**What the task asks**
Extract exactly the range of lines bounded by the line containing "point: open shed" and the final line of the listing, both ends included, and no other lines.

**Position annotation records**
╔══

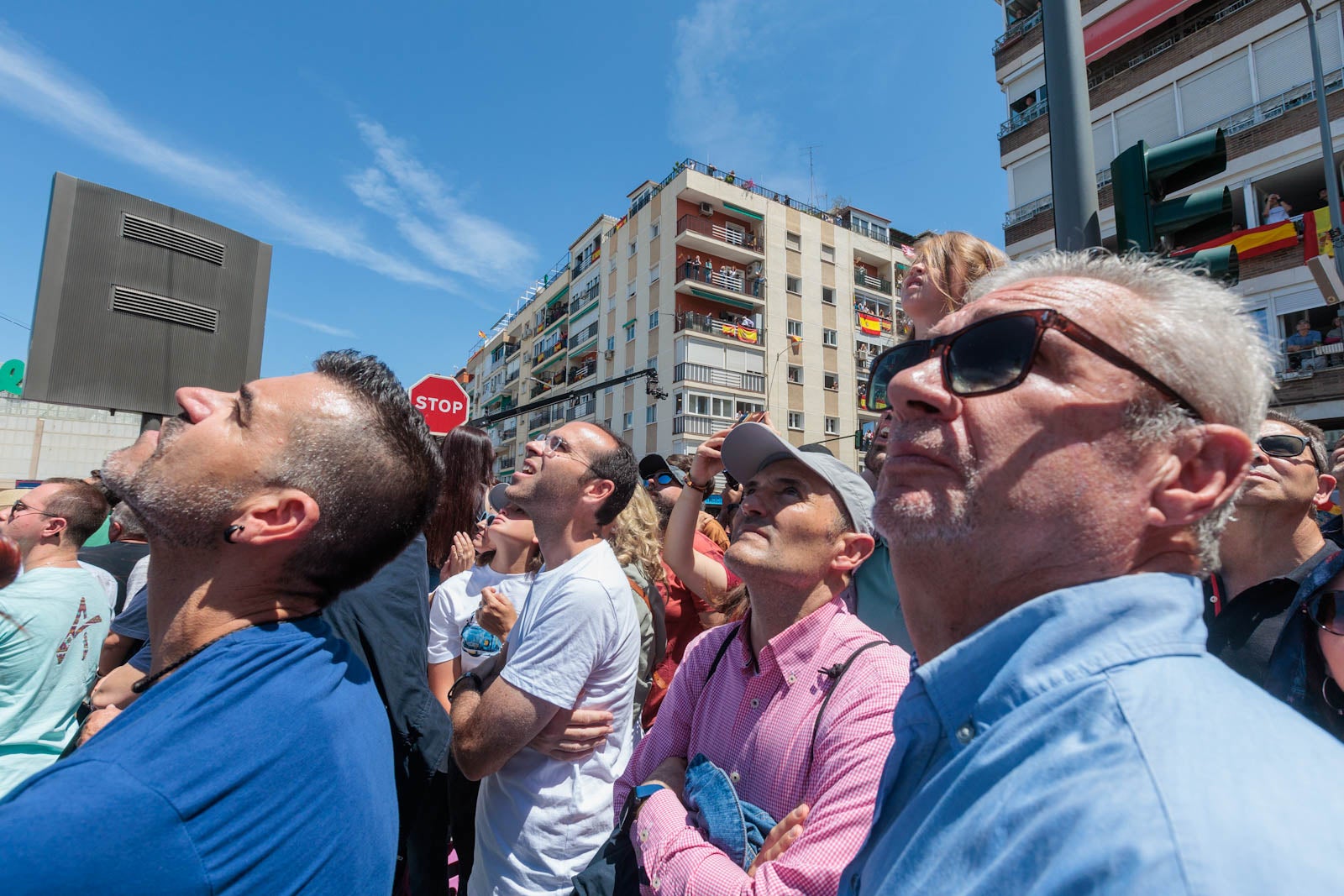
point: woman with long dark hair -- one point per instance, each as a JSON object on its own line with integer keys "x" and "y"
{"x": 468, "y": 474}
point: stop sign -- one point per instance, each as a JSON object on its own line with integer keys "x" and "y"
{"x": 443, "y": 402}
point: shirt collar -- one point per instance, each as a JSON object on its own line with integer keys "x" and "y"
{"x": 797, "y": 645}
{"x": 1061, "y": 637}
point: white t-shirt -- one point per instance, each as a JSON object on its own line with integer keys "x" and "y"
{"x": 456, "y": 600}
{"x": 541, "y": 821}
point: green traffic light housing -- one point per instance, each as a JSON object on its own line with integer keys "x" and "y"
{"x": 1142, "y": 177}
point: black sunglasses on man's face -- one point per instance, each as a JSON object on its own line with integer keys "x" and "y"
{"x": 995, "y": 355}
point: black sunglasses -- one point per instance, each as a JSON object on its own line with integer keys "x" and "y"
{"x": 995, "y": 355}
{"x": 1324, "y": 610}
{"x": 1285, "y": 445}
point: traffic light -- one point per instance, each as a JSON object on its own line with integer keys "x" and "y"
{"x": 1142, "y": 179}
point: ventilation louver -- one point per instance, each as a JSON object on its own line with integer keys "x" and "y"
{"x": 179, "y": 241}
{"x": 134, "y": 301}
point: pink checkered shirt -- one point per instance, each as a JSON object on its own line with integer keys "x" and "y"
{"x": 757, "y": 726}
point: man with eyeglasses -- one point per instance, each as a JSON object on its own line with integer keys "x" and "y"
{"x": 541, "y": 820}
{"x": 53, "y": 622}
{"x": 1274, "y": 562}
{"x": 1062, "y": 459}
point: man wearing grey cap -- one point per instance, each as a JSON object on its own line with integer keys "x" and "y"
{"x": 790, "y": 711}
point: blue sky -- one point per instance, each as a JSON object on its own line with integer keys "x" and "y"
{"x": 417, "y": 165}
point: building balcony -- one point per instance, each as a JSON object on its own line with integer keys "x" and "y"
{"x": 696, "y": 425}
{"x": 696, "y": 231}
{"x": 691, "y": 372}
{"x": 714, "y": 327}
{"x": 582, "y": 410}
{"x": 869, "y": 281}
{"x": 729, "y": 286}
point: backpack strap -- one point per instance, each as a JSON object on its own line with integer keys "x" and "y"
{"x": 835, "y": 673}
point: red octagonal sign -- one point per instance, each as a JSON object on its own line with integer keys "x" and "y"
{"x": 443, "y": 401}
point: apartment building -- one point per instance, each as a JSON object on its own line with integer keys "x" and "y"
{"x": 741, "y": 298}
{"x": 1163, "y": 69}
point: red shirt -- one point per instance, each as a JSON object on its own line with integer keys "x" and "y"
{"x": 682, "y": 616}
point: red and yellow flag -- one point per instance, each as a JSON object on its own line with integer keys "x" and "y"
{"x": 1249, "y": 244}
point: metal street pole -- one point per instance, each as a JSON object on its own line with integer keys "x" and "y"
{"x": 1332, "y": 187}
{"x": 1072, "y": 163}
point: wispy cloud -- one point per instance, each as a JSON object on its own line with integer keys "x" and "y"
{"x": 311, "y": 324}
{"x": 39, "y": 87}
{"x": 719, "y": 49}
{"x": 430, "y": 217}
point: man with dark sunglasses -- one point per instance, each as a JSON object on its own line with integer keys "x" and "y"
{"x": 1274, "y": 562}
{"x": 1062, "y": 458}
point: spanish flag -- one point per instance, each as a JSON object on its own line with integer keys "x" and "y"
{"x": 1315, "y": 234}
{"x": 869, "y": 324}
{"x": 1249, "y": 244}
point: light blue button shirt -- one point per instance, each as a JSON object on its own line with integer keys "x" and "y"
{"x": 1085, "y": 741}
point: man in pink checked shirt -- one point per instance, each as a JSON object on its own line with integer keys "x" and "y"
{"x": 749, "y": 698}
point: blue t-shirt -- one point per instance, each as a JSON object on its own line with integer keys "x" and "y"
{"x": 264, "y": 765}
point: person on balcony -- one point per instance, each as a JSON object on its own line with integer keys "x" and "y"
{"x": 1276, "y": 210}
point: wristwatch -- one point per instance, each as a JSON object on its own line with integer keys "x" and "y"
{"x": 468, "y": 679}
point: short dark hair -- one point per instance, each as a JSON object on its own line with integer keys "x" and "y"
{"x": 80, "y": 504}
{"x": 375, "y": 476}
{"x": 622, "y": 469}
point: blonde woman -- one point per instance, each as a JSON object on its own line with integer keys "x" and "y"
{"x": 945, "y": 265}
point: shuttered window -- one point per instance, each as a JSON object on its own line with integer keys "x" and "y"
{"x": 1215, "y": 93}
{"x": 1152, "y": 120}
{"x": 1032, "y": 179}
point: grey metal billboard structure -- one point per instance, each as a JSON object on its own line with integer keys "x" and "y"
{"x": 138, "y": 298}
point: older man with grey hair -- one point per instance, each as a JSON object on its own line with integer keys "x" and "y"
{"x": 1061, "y": 463}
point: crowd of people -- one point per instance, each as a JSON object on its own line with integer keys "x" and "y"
{"x": 1070, "y": 627}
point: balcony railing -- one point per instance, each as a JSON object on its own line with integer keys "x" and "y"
{"x": 716, "y": 327}
{"x": 864, "y": 278}
{"x": 581, "y": 410}
{"x": 585, "y": 335}
{"x": 1016, "y": 29}
{"x": 696, "y": 425}
{"x": 689, "y": 371}
{"x": 706, "y": 228}
{"x": 546, "y": 416}
{"x": 1025, "y": 117}
{"x": 727, "y": 280}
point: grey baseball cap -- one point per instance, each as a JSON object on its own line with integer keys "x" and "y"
{"x": 753, "y": 446}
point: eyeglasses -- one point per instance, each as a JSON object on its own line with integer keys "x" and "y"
{"x": 1324, "y": 610}
{"x": 20, "y": 508}
{"x": 1285, "y": 445}
{"x": 660, "y": 479}
{"x": 995, "y": 355}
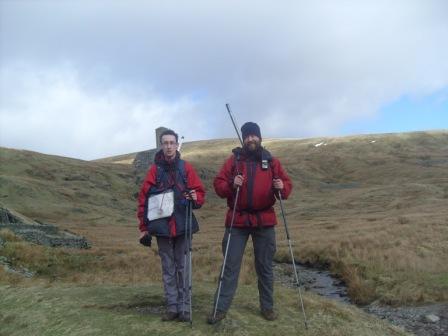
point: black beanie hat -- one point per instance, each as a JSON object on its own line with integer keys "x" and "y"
{"x": 250, "y": 128}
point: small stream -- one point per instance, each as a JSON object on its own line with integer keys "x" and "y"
{"x": 416, "y": 320}
{"x": 317, "y": 280}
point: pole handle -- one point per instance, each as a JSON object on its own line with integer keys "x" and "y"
{"x": 234, "y": 124}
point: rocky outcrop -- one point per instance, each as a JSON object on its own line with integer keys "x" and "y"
{"x": 39, "y": 233}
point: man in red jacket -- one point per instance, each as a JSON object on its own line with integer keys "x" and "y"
{"x": 170, "y": 173}
{"x": 260, "y": 178}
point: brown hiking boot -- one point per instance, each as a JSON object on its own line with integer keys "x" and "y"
{"x": 215, "y": 319}
{"x": 269, "y": 314}
{"x": 169, "y": 316}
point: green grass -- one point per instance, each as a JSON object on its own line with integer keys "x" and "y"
{"x": 136, "y": 310}
{"x": 376, "y": 213}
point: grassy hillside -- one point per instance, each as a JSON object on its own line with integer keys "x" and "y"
{"x": 374, "y": 208}
{"x": 136, "y": 310}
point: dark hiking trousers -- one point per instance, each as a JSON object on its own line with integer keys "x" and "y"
{"x": 172, "y": 256}
{"x": 263, "y": 240}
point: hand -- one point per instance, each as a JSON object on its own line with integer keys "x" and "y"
{"x": 238, "y": 181}
{"x": 278, "y": 184}
{"x": 191, "y": 196}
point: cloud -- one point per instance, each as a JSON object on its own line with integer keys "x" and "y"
{"x": 51, "y": 111}
{"x": 298, "y": 68}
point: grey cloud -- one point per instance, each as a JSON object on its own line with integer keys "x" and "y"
{"x": 299, "y": 68}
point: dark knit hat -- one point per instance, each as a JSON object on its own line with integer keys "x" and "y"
{"x": 250, "y": 128}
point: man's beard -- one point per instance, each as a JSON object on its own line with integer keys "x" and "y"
{"x": 252, "y": 146}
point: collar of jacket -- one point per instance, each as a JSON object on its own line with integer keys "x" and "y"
{"x": 259, "y": 155}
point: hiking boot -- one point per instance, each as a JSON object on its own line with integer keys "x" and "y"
{"x": 269, "y": 314}
{"x": 169, "y": 316}
{"x": 215, "y": 319}
{"x": 184, "y": 317}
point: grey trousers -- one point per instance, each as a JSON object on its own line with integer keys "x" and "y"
{"x": 263, "y": 240}
{"x": 174, "y": 268}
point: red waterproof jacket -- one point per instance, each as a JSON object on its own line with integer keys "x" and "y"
{"x": 174, "y": 225}
{"x": 257, "y": 195}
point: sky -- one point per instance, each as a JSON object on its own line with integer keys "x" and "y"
{"x": 91, "y": 79}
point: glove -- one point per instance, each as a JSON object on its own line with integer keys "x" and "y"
{"x": 146, "y": 240}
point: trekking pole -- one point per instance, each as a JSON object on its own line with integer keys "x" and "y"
{"x": 234, "y": 123}
{"x": 190, "y": 278}
{"x": 292, "y": 258}
{"x": 184, "y": 289}
{"x": 231, "y": 222}
{"x": 226, "y": 252}
{"x": 180, "y": 143}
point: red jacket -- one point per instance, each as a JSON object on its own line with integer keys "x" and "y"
{"x": 193, "y": 182}
{"x": 257, "y": 195}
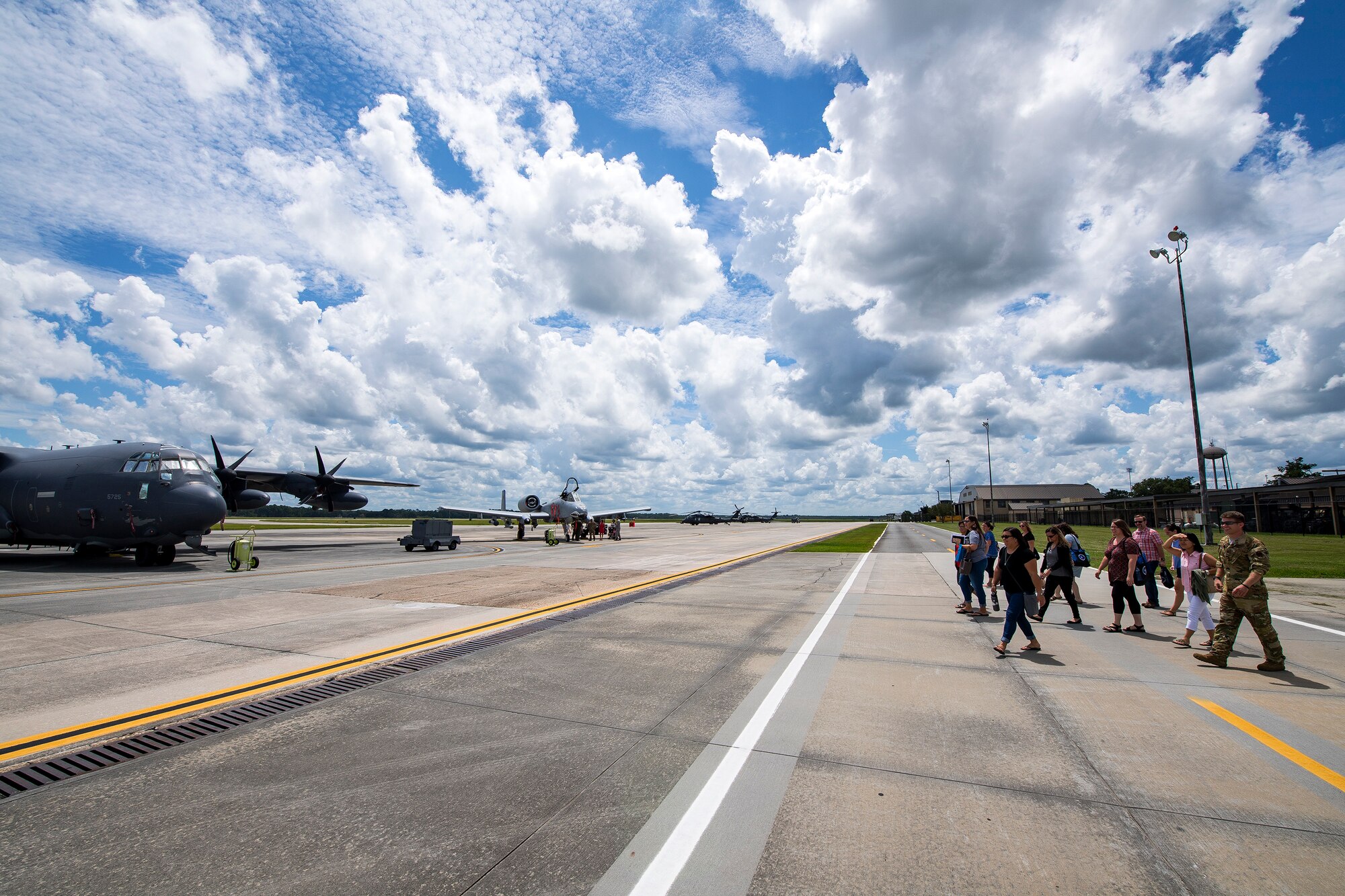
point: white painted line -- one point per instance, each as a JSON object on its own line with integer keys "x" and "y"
{"x": 1335, "y": 631}
{"x": 665, "y": 868}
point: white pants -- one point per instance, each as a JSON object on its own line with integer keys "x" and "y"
{"x": 1198, "y": 611}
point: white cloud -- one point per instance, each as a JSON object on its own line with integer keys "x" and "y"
{"x": 37, "y": 311}
{"x": 969, "y": 245}
{"x": 184, "y": 41}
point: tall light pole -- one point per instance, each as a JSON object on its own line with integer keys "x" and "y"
{"x": 950, "y": 486}
{"x": 1179, "y": 237}
{"x": 992, "y": 471}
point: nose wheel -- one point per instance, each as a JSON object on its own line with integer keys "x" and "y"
{"x": 155, "y": 555}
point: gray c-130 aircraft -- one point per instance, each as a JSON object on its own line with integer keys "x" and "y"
{"x": 323, "y": 490}
{"x": 137, "y": 495}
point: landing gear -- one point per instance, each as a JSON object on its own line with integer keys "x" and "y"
{"x": 155, "y": 555}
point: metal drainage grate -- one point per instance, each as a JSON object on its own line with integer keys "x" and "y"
{"x": 40, "y": 774}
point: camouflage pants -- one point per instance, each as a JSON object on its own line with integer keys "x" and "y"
{"x": 1257, "y": 611}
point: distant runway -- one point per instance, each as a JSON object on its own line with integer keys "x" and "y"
{"x": 801, "y": 724}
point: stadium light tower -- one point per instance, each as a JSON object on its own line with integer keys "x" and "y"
{"x": 992, "y": 471}
{"x": 1179, "y": 237}
{"x": 950, "y": 486}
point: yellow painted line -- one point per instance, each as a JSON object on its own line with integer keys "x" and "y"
{"x": 151, "y": 715}
{"x": 150, "y": 583}
{"x": 1330, "y": 775}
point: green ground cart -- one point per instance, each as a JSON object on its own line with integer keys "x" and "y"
{"x": 241, "y": 552}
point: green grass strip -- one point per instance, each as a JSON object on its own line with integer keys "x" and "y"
{"x": 856, "y": 541}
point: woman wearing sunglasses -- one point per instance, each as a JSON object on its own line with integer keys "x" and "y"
{"x": 1194, "y": 560}
{"x": 1017, "y": 572}
{"x": 1120, "y": 561}
{"x": 1058, "y": 565}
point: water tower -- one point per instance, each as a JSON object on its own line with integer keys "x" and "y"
{"x": 1218, "y": 459}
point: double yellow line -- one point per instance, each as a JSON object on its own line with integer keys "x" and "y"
{"x": 1303, "y": 760}
{"x": 22, "y": 747}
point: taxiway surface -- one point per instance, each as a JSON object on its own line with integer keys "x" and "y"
{"x": 804, "y": 724}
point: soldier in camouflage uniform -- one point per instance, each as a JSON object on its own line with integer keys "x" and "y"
{"x": 1243, "y": 563}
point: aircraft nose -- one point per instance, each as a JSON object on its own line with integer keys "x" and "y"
{"x": 193, "y": 507}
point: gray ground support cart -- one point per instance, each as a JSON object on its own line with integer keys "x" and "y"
{"x": 431, "y": 534}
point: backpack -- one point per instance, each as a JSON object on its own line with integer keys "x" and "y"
{"x": 1078, "y": 556}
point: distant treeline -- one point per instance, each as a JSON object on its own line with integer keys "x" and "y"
{"x": 408, "y": 513}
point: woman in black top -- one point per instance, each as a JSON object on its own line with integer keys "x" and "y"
{"x": 1058, "y": 565}
{"x": 1017, "y": 572}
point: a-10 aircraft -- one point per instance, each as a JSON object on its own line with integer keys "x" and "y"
{"x": 564, "y": 507}
{"x": 738, "y": 516}
{"x": 128, "y": 494}
{"x": 323, "y": 490}
{"x": 145, "y": 495}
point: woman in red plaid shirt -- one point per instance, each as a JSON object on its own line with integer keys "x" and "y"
{"x": 1152, "y": 544}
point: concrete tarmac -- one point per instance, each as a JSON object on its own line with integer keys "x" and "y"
{"x": 805, "y": 724}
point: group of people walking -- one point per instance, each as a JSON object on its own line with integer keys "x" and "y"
{"x": 1133, "y": 557}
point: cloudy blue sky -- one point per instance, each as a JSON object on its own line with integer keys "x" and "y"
{"x": 779, "y": 252}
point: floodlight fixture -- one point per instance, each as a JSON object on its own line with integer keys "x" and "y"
{"x": 1179, "y": 237}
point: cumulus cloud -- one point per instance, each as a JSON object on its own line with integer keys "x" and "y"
{"x": 432, "y": 266}
{"x": 182, "y": 40}
{"x": 38, "y": 309}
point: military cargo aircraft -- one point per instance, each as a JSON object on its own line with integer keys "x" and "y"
{"x": 141, "y": 495}
{"x": 323, "y": 490}
{"x": 564, "y": 509}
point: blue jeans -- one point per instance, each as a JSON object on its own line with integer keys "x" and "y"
{"x": 1017, "y": 616}
{"x": 1151, "y": 585}
{"x": 970, "y": 581}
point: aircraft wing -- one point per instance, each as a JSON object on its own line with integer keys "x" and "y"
{"x": 377, "y": 482}
{"x": 618, "y": 513}
{"x": 500, "y": 514}
{"x": 264, "y": 479}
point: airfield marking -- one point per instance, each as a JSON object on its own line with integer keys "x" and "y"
{"x": 1330, "y": 775}
{"x": 664, "y": 869}
{"x": 1335, "y": 631}
{"x": 494, "y": 549}
{"x": 22, "y": 747}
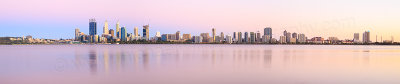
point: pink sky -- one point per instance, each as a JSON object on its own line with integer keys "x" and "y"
{"x": 340, "y": 18}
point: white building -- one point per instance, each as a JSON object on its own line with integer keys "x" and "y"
{"x": 266, "y": 39}
{"x": 197, "y": 39}
{"x": 282, "y": 39}
{"x": 228, "y": 39}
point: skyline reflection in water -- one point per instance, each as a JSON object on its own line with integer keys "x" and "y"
{"x": 198, "y": 64}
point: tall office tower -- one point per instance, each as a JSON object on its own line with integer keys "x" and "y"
{"x": 252, "y": 37}
{"x": 258, "y": 36}
{"x": 205, "y": 37}
{"x": 239, "y": 37}
{"x": 356, "y": 37}
{"x": 92, "y": 27}
{"x": 77, "y": 34}
{"x": 158, "y": 34}
{"x": 284, "y": 33}
{"x": 302, "y": 38}
{"x": 105, "y": 28}
{"x": 222, "y": 36}
{"x": 282, "y": 39}
{"x": 234, "y": 37}
{"x": 186, "y": 37}
{"x": 123, "y": 34}
{"x": 111, "y": 32}
{"x": 366, "y": 37}
{"x": 294, "y": 35}
{"x": 146, "y": 32}
{"x": 118, "y": 29}
{"x": 135, "y": 31}
{"x": 288, "y": 37}
{"x": 178, "y": 35}
{"x": 228, "y": 39}
{"x": 246, "y": 37}
{"x": 214, "y": 34}
{"x": 268, "y": 31}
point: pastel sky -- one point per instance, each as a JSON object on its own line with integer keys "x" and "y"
{"x": 340, "y": 18}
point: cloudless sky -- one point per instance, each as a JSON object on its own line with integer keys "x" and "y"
{"x": 340, "y": 18}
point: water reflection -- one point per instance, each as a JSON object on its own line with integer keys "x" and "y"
{"x": 93, "y": 61}
{"x": 235, "y": 61}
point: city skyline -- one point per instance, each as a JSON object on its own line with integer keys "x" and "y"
{"x": 42, "y": 23}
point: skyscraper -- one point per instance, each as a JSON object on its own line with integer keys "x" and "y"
{"x": 356, "y": 37}
{"x": 178, "y": 34}
{"x": 258, "y": 36}
{"x": 105, "y": 28}
{"x": 205, "y": 37}
{"x": 252, "y": 37}
{"x": 239, "y": 37}
{"x": 135, "y": 31}
{"x": 111, "y": 32}
{"x": 77, "y": 34}
{"x": 146, "y": 32}
{"x": 222, "y": 36}
{"x": 123, "y": 34}
{"x": 288, "y": 37}
{"x": 246, "y": 37}
{"x": 158, "y": 34}
{"x": 92, "y": 27}
{"x": 295, "y": 36}
{"x": 214, "y": 34}
{"x": 186, "y": 36}
{"x": 234, "y": 37}
{"x": 366, "y": 37}
{"x": 302, "y": 38}
{"x": 268, "y": 31}
{"x": 118, "y": 29}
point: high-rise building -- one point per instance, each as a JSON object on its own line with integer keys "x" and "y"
{"x": 186, "y": 37}
{"x": 198, "y": 39}
{"x": 288, "y": 37}
{"x": 92, "y": 27}
{"x": 302, "y": 38}
{"x": 234, "y": 37}
{"x": 111, "y": 32}
{"x": 258, "y": 36}
{"x": 205, "y": 37}
{"x": 146, "y": 32}
{"x": 266, "y": 39}
{"x": 158, "y": 34}
{"x": 123, "y": 34}
{"x": 252, "y": 37}
{"x": 105, "y": 28}
{"x": 118, "y": 29}
{"x": 268, "y": 31}
{"x": 294, "y": 35}
{"x": 77, "y": 34}
{"x": 222, "y": 36}
{"x": 228, "y": 39}
{"x": 284, "y": 33}
{"x": 135, "y": 31}
{"x": 178, "y": 35}
{"x": 282, "y": 39}
{"x": 356, "y": 37}
{"x": 246, "y": 37}
{"x": 213, "y": 34}
{"x": 239, "y": 37}
{"x": 366, "y": 37}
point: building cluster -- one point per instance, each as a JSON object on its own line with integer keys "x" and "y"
{"x": 121, "y": 35}
{"x": 110, "y": 35}
{"x": 30, "y": 40}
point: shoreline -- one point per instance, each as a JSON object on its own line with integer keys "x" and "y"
{"x": 206, "y": 44}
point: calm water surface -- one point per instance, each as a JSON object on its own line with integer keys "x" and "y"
{"x": 199, "y": 64}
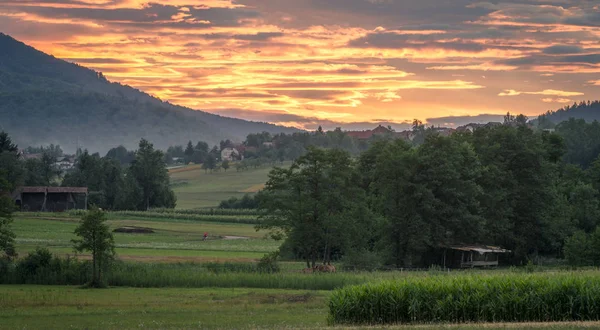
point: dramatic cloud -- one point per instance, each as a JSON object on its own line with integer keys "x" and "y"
{"x": 549, "y": 92}
{"x": 307, "y": 63}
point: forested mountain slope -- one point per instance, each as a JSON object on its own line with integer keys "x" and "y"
{"x": 46, "y": 100}
{"x": 588, "y": 111}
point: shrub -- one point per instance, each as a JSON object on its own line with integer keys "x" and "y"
{"x": 462, "y": 299}
{"x": 268, "y": 263}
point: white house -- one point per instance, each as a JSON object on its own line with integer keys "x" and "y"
{"x": 230, "y": 154}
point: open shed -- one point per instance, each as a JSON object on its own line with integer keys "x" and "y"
{"x": 51, "y": 199}
{"x": 471, "y": 256}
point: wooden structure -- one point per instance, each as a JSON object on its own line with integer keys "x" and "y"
{"x": 51, "y": 199}
{"x": 472, "y": 256}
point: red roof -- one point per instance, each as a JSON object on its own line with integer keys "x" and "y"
{"x": 51, "y": 190}
{"x": 360, "y": 134}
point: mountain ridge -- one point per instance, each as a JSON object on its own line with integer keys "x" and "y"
{"x": 45, "y": 100}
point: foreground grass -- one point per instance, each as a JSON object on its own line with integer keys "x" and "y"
{"x": 61, "y": 307}
{"x": 39, "y": 307}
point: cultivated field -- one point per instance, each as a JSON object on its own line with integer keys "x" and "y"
{"x": 195, "y": 188}
{"x": 168, "y": 279}
{"x": 173, "y": 240}
{"x": 62, "y": 307}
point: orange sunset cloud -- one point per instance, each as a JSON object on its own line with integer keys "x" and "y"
{"x": 301, "y": 62}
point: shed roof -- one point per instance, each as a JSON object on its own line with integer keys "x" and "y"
{"x": 33, "y": 189}
{"x": 75, "y": 190}
{"x": 481, "y": 249}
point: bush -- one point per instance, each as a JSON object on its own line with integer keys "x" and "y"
{"x": 362, "y": 260}
{"x": 268, "y": 263}
{"x": 466, "y": 299}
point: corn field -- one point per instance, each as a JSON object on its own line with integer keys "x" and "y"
{"x": 546, "y": 297}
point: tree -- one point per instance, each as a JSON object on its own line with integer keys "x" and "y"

╚══

**Answer**
point: open shed -- one point per instance, each as a JSON object on its own line with integer keys "x" and "y"
{"x": 51, "y": 199}
{"x": 471, "y": 256}
point: wooden structure -- one point per instance, each as a JSON object on its own line with integer keys "x" and "y"
{"x": 51, "y": 199}
{"x": 472, "y": 256}
point: red roof -- one point per instance, each as a JSON object on its own line with integer keys "x" and "y"
{"x": 51, "y": 190}
{"x": 360, "y": 134}
point: mountain ridge -- one point per instance, each as a JSON object on its own line with integer keys "x" and "y"
{"x": 45, "y": 100}
point: foreground grass -- one point per instance, each as a JSON object on its own line with integer keys "x" and "y"
{"x": 61, "y": 307}
{"x": 39, "y": 307}
point: cultivated field -- one point per instance, each as a JSON object on its own line with integer keys "x" and "y"
{"x": 195, "y": 188}
{"x": 168, "y": 279}
{"x": 173, "y": 240}
{"x": 62, "y": 307}
point: orange sunset cloud -- one point per instance, each as a JSON object on its own line with integer keys "x" and "y"
{"x": 301, "y": 62}
point: shed roof -- one point per instance, each as a JSON object on its own line with integer keys "x" and "y"
{"x": 33, "y": 189}
{"x": 75, "y": 190}
{"x": 481, "y": 249}
point: bush -- one point per instance, each as a JSON object on its own line with integer keys "x" and "y"
{"x": 362, "y": 260}
{"x": 268, "y": 263}
{"x": 466, "y": 299}
point: corn field -- one point per instance, each as a JSON object on its own line with integer keys "x" and "y"
{"x": 546, "y": 297}
point: tree -- one point per instance, each as a JSON object on its own line with integer keys "x" and "y"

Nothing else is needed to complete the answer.